**Your task:** Write out every line of the records below verbatim, changing nothing.

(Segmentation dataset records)
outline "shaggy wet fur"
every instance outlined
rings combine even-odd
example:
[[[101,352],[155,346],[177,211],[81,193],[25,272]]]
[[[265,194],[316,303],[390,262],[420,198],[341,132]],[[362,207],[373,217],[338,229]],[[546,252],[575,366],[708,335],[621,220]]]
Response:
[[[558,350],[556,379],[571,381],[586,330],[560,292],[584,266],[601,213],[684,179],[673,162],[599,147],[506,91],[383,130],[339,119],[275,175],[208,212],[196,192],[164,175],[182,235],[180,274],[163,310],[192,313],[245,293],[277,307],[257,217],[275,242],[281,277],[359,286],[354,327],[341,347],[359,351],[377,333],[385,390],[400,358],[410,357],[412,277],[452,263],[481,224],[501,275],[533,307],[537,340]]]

**Expected answer:**
outline "shaggy wet fur"
every instance outlined
rings combine even-odd
example:
[[[101,352],[155,346],[177,211],[81,193],[25,272]]]
[[[265,194],[316,303],[390,262],[420,198],[341,132]],[[362,207],[373,217],[338,229]],[[546,252],[575,366],[708,335],[621,220]]]
Response:
[[[558,350],[556,379],[571,381],[586,330],[560,292],[584,266],[601,213],[684,179],[673,162],[599,147],[506,91],[383,130],[339,119],[275,175],[208,212],[196,192],[164,175],[182,235],[180,274],[163,310],[192,313],[245,293],[277,307],[257,217],[275,242],[281,277],[359,286],[354,327],[341,347],[359,351],[377,333],[385,390],[400,358],[410,357],[412,277],[452,263],[481,224],[501,275],[533,307],[537,340]]]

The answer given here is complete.